What first drew you to photography?
When I was little my Dad had a Polaroid Instant camera and it was like magic watching the pictures come out of the front of the camera and develop before your eyes. There we were captured in time, messy faced and grinning. I wanted to have that same power to capture and collect time. I got my first camera when I was 10, I liked to set up surreal still life images or stories and photograph them. As a keen naturalist from an early age I was drawn to wildlife and landscapes rather than people and urban settings. I always loved the creative process and worked as a glassblower for years but I find an honesty in photography that I haven’t found in other media. However, like all truths it can be manipulated and experimented with.
Weymouth harbour by Jo Stephen
What is your favourite photographic memory, and why?
It would probably be taking my first film camera camera to Slimbridge when I was 11 and imagining I was a great wildlife photographer, when the films I had taken were developed the stack of pictures of ducks in a distance didn’t put me off, they did however make me learn that if I wanted my parents to foot the bill I would have to improve and be less prolific. Getting my first DSLR was another great memory; I had full creative control and didn’t have to worry about the costs of developing film.
Who is your favourite photographer, and why?

____________

[REQUIRED ACTIONS]
**1)** Quote the interview from "When I was little" to "memory, and why?".
**2)** According to the interview, what did the speaker work as for years?
Use nothing but the interview as your source.

____________

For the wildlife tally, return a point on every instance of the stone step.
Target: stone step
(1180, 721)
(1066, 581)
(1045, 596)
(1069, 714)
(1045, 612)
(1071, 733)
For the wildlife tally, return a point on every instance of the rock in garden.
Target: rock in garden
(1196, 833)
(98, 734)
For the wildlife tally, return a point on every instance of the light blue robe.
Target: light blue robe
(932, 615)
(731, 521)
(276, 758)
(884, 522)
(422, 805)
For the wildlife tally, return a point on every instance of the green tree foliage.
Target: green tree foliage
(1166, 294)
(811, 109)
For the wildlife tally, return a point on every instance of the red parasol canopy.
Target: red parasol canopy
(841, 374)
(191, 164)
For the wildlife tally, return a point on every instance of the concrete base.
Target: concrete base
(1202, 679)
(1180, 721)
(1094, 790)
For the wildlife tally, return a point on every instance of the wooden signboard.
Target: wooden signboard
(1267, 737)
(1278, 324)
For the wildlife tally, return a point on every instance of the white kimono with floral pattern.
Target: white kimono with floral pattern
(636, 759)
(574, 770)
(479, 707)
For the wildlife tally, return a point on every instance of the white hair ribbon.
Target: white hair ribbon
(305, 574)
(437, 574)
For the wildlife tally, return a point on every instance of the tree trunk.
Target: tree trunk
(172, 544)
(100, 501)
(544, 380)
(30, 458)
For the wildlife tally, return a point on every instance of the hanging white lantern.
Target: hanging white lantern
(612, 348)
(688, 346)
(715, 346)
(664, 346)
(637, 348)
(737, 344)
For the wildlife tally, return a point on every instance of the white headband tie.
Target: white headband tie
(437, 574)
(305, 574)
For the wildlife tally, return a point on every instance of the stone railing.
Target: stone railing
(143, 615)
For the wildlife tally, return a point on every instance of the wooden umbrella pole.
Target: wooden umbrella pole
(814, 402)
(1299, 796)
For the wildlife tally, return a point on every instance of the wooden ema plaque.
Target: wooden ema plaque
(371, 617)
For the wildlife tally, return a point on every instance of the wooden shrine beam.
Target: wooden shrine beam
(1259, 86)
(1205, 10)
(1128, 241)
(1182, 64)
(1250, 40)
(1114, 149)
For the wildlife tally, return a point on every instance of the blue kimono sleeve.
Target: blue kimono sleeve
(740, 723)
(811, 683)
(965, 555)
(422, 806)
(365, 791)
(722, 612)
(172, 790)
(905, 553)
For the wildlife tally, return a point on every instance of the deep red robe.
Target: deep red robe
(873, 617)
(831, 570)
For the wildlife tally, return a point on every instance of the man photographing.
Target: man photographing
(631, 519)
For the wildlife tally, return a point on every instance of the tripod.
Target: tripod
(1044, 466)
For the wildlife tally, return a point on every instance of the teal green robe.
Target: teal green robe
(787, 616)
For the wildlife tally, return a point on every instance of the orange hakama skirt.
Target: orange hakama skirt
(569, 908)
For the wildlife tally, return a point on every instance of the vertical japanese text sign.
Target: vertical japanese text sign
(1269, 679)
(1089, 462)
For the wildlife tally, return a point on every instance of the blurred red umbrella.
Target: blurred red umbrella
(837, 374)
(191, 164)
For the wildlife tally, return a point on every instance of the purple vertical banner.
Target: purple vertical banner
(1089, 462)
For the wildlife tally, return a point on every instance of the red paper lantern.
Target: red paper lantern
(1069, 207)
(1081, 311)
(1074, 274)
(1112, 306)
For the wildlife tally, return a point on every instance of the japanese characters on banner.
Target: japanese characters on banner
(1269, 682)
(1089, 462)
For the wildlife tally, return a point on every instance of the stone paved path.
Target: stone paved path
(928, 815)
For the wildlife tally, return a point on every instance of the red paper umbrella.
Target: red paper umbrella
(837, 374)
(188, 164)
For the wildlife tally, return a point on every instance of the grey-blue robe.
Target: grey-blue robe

____________

[WRITTEN RESPONSES]
**1)**
When I was little my Dad had a Polaroid Instant camera and it was like magic watching the pictures come out of the front of the camera and develop before your eyes. There we were captured in time, messy faced and grinning. I wanted to have that same power to capture and collect time. I got my first camera when I was 10, I liked to set up surreal still life images or stories and photograph them. As a keen naturalist from an early age I was drawn to wildlife and landscapes rather than people and urban settings. I always loved the creative process and worked as a glassblower for years but I find an honesty in photography that I haven’t found in other media. However, like all truths it can be manipulated and experimented with.
Weymouth harbour by Jo Stephen
What is your favourite photographic memory, and why?

**2)** A glassblower.